— start INPUT FOR THIS TASK —

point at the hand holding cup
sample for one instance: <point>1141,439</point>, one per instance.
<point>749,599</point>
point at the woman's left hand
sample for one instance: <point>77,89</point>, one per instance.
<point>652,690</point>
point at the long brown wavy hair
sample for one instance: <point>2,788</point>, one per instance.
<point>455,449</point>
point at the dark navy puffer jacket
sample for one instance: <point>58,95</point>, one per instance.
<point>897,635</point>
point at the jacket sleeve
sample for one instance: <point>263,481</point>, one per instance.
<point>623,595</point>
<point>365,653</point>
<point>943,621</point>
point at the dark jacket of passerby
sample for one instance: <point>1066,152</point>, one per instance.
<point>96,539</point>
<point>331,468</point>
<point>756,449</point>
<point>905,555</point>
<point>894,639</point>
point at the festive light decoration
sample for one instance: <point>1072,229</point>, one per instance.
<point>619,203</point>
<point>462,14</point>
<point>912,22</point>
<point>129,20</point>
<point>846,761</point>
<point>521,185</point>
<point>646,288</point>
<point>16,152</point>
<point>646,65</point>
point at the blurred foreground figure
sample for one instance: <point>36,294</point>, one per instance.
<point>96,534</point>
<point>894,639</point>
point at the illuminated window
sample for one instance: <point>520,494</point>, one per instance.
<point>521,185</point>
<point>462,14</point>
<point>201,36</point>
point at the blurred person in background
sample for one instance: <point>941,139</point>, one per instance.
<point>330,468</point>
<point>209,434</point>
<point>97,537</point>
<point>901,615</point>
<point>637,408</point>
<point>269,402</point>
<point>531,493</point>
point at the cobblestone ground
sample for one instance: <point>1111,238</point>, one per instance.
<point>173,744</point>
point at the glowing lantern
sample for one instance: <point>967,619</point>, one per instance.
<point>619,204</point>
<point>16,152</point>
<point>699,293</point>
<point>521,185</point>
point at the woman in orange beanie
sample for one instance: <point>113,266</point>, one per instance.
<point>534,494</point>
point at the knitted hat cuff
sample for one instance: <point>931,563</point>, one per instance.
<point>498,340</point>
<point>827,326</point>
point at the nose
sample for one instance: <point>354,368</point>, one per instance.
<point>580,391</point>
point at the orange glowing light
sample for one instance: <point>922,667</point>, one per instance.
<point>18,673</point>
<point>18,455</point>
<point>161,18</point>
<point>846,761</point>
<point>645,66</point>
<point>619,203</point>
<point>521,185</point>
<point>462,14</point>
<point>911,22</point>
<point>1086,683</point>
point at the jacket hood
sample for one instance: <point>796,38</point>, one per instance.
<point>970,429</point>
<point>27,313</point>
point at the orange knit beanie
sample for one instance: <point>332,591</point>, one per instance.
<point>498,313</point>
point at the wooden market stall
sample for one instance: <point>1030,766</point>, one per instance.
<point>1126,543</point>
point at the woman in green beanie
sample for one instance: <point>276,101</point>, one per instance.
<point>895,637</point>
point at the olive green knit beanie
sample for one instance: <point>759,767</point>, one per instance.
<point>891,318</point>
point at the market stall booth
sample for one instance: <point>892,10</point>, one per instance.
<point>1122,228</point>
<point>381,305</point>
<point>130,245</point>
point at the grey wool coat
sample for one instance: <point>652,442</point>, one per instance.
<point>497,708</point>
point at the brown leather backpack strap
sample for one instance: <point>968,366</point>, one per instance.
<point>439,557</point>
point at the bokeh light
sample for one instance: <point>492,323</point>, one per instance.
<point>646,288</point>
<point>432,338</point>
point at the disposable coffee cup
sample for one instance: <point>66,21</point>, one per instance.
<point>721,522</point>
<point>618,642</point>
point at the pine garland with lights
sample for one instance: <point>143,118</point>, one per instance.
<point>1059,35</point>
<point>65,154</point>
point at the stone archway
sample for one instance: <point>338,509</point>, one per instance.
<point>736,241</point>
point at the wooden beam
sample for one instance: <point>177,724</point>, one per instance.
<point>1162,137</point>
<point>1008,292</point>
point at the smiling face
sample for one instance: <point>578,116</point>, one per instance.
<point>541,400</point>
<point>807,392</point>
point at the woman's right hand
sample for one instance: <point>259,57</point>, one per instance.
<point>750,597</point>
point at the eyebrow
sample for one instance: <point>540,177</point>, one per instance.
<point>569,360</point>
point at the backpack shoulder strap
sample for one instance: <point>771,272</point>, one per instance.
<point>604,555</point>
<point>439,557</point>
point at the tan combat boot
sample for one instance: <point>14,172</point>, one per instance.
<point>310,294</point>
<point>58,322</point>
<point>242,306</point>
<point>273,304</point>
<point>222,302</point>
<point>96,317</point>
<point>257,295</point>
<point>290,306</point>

— end INPUT FOR THIS TASK —

Rewrite all of the entries above, substituting "reference" for every occurrence of "sample" and keeping everything else identical.

point at the hand holding cup
reference for one instance: <point>1141,439</point>, one per instance.
<point>749,599</point>
point at the woman's left hand
reference for one instance: <point>77,89</point>, one per instance.
<point>652,690</point>
point at the long brown wavy hair
reference for one instance: <point>2,788</point>, one per instance.
<point>455,449</point>
point at the dark navy puffer jacket
reference for one instance: <point>58,95</point>, one per instance.
<point>897,635</point>
point at the jacket sleeve
reference for one instance: <point>263,481</point>, one per instance.
<point>623,595</point>
<point>365,653</point>
<point>943,621</point>
point at the dark jacket of passerby
reference for one instance: <point>1066,152</point>, one per instance.
<point>96,539</point>
<point>331,468</point>
<point>756,449</point>
<point>905,555</point>
<point>894,639</point>
point at the festive light decoration
reference for one instance: <point>1072,229</point>, one per instance.
<point>619,203</point>
<point>462,14</point>
<point>912,22</point>
<point>129,20</point>
<point>846,761</point>
<point>521,185</point>
<point>646,288</point>
<point>16,152</point>
<point>646,65</point>
point at the blurred foreground figure
reference for one instance: <point>36,294</point>, one per instance.
<point>96,534</point>
<point>894,639</point>
point at the illuminated window
reference for one instance: <point>520,494</point>, one per instance.
<point>521,185</point>
<point>462,14</point>
<point>201,36</point>
point at the blurred person in background
reference for one instance: <point>941,139</point>, one per instance.
<point>330,468</point>
<point>209,434</point>
<point>97,537</point>
<point>901,615</point>
<point>637,408</point>
<point>269,402</point>
<point>531,493</point>
point at the cobblestone ground
reference for one instance: <point>1111,238</point>, one per instance.
<point>173,744</point>
point at the glowing lantern
reference for one instance: <point>967,619</point>, one per instance.
<point>619,204</point>
<point>16,152</point>
<point>699,293</point>
<point>521,185</point>
point at the woman in orange beanie
reference for one instance: <point>113,266</point>, one per instance.
<point>534,494</point>
point at the knitted hat cuff
reference for one instance: <point>931,563</point>, one per instance.
<point>498,340</point>
<point>827,326</point>
point at the nose
reference for one instance: <point>354,368</point>, one per instance.
<point>580,391</point>
point at the orange glowing light
reference for one instance: <point>922,667</point>, one per instance.
<point>18,673</point>
<point>18,455</point>
<point>161,18</point>
<point>846,761</point>
<point>645,66</point>
<point>619,203</point>
<point>521,185</point>
<point>462,14</point>
<point>911,22</point>
<point>1086,683</point>
point at the jacket hood
reference for one instance: <point>796,38</point>, one per instance.
<point>970,429</point>
<point>27,313</point>
point at the orange knit beanie
reference for one instance: <point>332,591</point>, one per instance.
<point>498,313</point>
point at the wooden market stall
reference for one instance: <point>1030,766</point>, one per instance.
<point>1126,543</point>
point at the woman in green beanie
reference for one instance: <point>276,101</point>, one per instance.
<point>895,637</point>
point at the olive green knit beanie
reference for one instance: <point>759,767</point>, one per instance.
<point>891,318</point>
point at the market stall booth
reference for one instance: <point>892,10</point>, one per instance.
<point>1122,228</point>
<point>381,305</point>
<point>130,245</point>
point at the grey wool coat
reference for one instance: <point>652,442</point>, one per instance.
<point>497,708</point>
point at the brown leather backpack strap
reference for one instance: <point>968,366</point>, one per instance.
<point>439,557</point>
point at the bokeh light
reference for one instance: <point>492,323</point>, one per instance.
<point>646,288</point>
<point>432,338</point>
point at the disposable coffee cup
reference for one instance: <point>66,21</point>, one per instance.
<point>721,522</point>
<point>618,642</point>
point at the pine garland with lights
reference for one instance: <point>143,118</point>, one per instance.
<point>1059,35</point>
<point>65,154</point>
point at the stone archway
reference for one instance: <point>338,509</point>, one per instance.
<point>736,241</point>
point at the wooden beam
reference for one instance: <point>177,724</point>, one per instance.
<point>1162,137</point>
<point>1008,292</point>
point at the smiling face
reference for one instance: <point>578,116</point>, one per instance.
<point>541,400</point>
<point>807,392</point>
point at the woman's right hand
reference for one instance: <point>259,57</point>, one per instance.
<point>750,597</point>
point at the eyebrow
reference for one instance: <point>540,177</point>, one per instance.
<point>569,360</point>
point at the backpack shoulder strap
reference for one instance: <point>771,272</point>, one per instance.
<point>604,555</point>
<point>439,557</point>
point at the tan combat boot
reference for one instance: <point>14,172</point>, one per instance.
<point>310,294</point>
<point>58,322</point>
<point>242,306</point>
<point>273,304</point>
<point>222,302</point>
<point>96,317</point>
<point>257,295</point>
<point>290,306</point>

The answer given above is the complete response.